_Kutipan Teks_
--- --- ---

2.6. Kebijakan Perpajakan Untuk Pajak Bumi Dan Bangunan
Untuk mempermudah dan menyederhanakan penarikan pajak lahan, mulai
1986 diperkenalkan adanya PBB (Pajak Bumi dan Bangunan) dengan
dikeluarkannya Undang-Undang Nomor 12 Tahun 1985. Pengertian yang
terkandung didalamnya sangat luas karena dapat berarti bumi saja atau bangunan
saja, atau bumi dan bangunan yang berada di atas atau di bawahnya. Menurut
(Sukanto dan Pradono, 1994) PBB menyederhanakan penarikan pajak karena
menggantikan berbagai macam pajak seperti pajak kekayaan, pajak rumah tangga,
Ipeda dan sejenisnya. Tarif PBB berupa tarif tunggal sebesar 0,5 % dari Nilai Jual
Kena Pajak (NJKP). NJKP tersebut ditetapkan sebesar serendah-rendahnya 20 %
dan setingi-tingginya 100 % dari Nilai Jual Objek Pajak (NJOP). Tarif 0,5 % ini
tidak membedakan sektor manapun.

--- --- ---

_Tugas Anda_
Salin persis bagian kutipan tentang Pajak Bumi dan Bangunan, mulai dari kata-kata yang memuat "2.6. Kebijakan Perpajakan" dan berhenti setelah "membedakan sektor manapun.".

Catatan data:
--- --- ---

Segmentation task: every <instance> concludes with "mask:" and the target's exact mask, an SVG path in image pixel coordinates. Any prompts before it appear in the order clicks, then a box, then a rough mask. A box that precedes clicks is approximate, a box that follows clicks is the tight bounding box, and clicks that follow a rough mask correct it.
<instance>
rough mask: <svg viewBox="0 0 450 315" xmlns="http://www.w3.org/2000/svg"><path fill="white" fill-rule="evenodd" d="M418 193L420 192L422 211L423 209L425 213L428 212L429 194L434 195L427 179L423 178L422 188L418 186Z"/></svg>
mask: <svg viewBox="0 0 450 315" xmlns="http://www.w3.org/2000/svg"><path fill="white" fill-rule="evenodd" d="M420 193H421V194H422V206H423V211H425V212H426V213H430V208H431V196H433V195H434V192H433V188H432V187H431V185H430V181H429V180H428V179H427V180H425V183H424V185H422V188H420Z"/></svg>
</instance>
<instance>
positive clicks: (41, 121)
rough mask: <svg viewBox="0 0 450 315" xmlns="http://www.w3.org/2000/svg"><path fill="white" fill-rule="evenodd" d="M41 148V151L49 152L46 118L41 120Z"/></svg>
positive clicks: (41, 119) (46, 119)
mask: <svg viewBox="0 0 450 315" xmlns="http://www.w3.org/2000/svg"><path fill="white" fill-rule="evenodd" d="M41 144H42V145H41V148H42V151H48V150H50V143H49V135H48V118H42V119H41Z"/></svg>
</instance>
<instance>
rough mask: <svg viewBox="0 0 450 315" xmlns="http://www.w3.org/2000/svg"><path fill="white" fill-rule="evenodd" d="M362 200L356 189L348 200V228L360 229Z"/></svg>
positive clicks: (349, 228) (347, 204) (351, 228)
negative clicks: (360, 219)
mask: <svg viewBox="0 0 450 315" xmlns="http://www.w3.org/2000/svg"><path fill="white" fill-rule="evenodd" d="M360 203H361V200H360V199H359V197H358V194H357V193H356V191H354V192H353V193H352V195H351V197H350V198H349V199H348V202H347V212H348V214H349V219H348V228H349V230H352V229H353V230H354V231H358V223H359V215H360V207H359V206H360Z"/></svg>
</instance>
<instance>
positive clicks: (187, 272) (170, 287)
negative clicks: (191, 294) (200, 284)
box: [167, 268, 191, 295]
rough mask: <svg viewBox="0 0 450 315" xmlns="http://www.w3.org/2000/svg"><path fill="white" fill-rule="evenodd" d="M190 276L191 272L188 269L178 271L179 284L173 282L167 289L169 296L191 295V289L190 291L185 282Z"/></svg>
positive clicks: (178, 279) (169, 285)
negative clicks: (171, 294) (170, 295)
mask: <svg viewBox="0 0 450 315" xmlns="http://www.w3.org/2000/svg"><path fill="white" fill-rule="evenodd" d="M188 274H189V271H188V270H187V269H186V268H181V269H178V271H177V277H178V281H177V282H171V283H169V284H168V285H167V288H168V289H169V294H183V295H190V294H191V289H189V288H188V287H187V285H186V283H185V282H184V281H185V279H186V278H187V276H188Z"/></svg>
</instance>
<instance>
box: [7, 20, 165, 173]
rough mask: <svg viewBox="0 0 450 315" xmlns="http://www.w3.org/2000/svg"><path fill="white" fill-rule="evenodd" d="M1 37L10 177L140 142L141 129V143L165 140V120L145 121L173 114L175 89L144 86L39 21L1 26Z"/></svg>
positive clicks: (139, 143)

--- --- ---

_Jawaban Tugas_
2.6. Kebijakan Perpajakan Untuk Pajak Bumi Dan Bangunan
Untuk mempermudah dan menyederhanakan penarikan pajak lahan, mulai
1986 diperkenalkan adanya PBB (Pajak Bumi dan Bangunan) dengan
dikeluarkannya Undang-Undang Nomor 12 Tahun 1985. Pengertian yang
terkandung didalamnya sangat luas karena dapat berarti bumi saja atau bangunan
saja, atau bumi dan bangunan yang berada di atas atau di bawahnya. Menurut
(Sukanto dan Pradono, 1994) PBB menyederhanakan penarikan pajak karena
menggantikan berbagai macam pajak seperti pajak kekayaan, pajak rumah tangga,
Ipeda dan sejenisnya. Tarif PBB berupa tarif tunggal sebesar 0,5 % dari Nilai Jual
Kena Pajak (NJKP). NJKP tersebut ditetapkan sebesar serendah-rendahnya 20 %
dan setingi-tingginya 100 % dari Nilai Jual Objek Pajak (NJOP). Tarif 0,5 % ini
tidak membedakan sektor manapun.